== Recorded data

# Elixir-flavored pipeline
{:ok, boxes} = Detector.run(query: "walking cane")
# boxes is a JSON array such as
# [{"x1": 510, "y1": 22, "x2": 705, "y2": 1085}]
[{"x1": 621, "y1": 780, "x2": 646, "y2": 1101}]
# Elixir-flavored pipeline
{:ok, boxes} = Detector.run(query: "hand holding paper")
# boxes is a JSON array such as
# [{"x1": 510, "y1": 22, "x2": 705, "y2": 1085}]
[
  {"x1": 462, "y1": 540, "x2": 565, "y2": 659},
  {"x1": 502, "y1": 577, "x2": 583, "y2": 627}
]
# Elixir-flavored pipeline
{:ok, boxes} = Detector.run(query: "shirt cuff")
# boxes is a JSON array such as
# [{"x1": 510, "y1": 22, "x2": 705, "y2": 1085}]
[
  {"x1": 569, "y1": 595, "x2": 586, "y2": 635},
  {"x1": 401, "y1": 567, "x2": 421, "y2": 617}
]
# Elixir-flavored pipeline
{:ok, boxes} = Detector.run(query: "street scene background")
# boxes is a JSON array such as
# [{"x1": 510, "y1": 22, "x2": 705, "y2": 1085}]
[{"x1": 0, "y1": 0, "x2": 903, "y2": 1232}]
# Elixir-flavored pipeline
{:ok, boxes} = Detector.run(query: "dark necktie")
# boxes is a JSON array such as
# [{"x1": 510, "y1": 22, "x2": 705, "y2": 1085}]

====

Written problem ▸ Express every line of the items above as a Markdown table with the columns Row and Line. Number each row, and leave out blank lines.

Solution for this exercise ▸
| Row | Line |
|---|---|
| 1 | # Elixir-flavored pipeline |
| 2 | {:ok, boxes} = Detector.run(query: "walking cane") |
| 3 | # boxes is a JSON array such as |
| 4 | # [{"x1": 510, "y1": 22, "x2": 705, "y2": 1085}] |
| 5 | [{"x1": 621, "y1": 780, "x2": 646, "y2": 1101}] |
| 6 | # Elixir-flavored pipeline |
| 7 | {:ok, boxes} = Detector.run(query: "hand holding paper") |
| 8 | # boxes is a JSON array such as |
| 9 | # [{"x1": 510, "y1": 22, "x2": 705, "y2": 1085}] |
| 10 | [ |
| 11 |   {"x1": 462, "y1": 540, "x2": 565, "y2": 659}, |
| 12 |   {"x1": 502, "y1": 577, "x2": 583, "y2": 627} |
| 13 | ] |
| 14 | # Elixir-flavored pipeline |
| 15 | {:ok, boxes} = Detector.run(query: "shirt cuff") |
| 16 | # boxes is a JSON array such as |
| 17 | # [{"x1": 510, "y1": 22, "x2": 705, "y2": 1085}] |
| 18 | [ |
| 19 |   {"x1": 569, "y1": 595, "x2": 586, "y2": 635}, |
| 20 |   {"x1": 401, "y1": 567, "x2": 421, "y2": 617} |
| 21 | ] |
| 22 | # Elixir-flavored pipeline |
| 23 | {:ok, boxes} = Detector.run(query: "street scene background") |
| 24 | # boxes is a JSON array such as |
| 25 | # [{"x1": 510, "y1": 22, "x2": 705, "y2": 1085}] |
| 26 | [{"x1": 0, "y1": 0, "x2": 903, "y2": 1232}] |
| 27 | # Elixir-flavored pipeline |
| 28 | {:ok, boxes} = Detector.run(query: "dark necktie") |
| 29 | # boxes is a JSON array such as |
| 30 | # [{"x1": 510, "y1": 22, "x2": 705, "y2": 1085}] |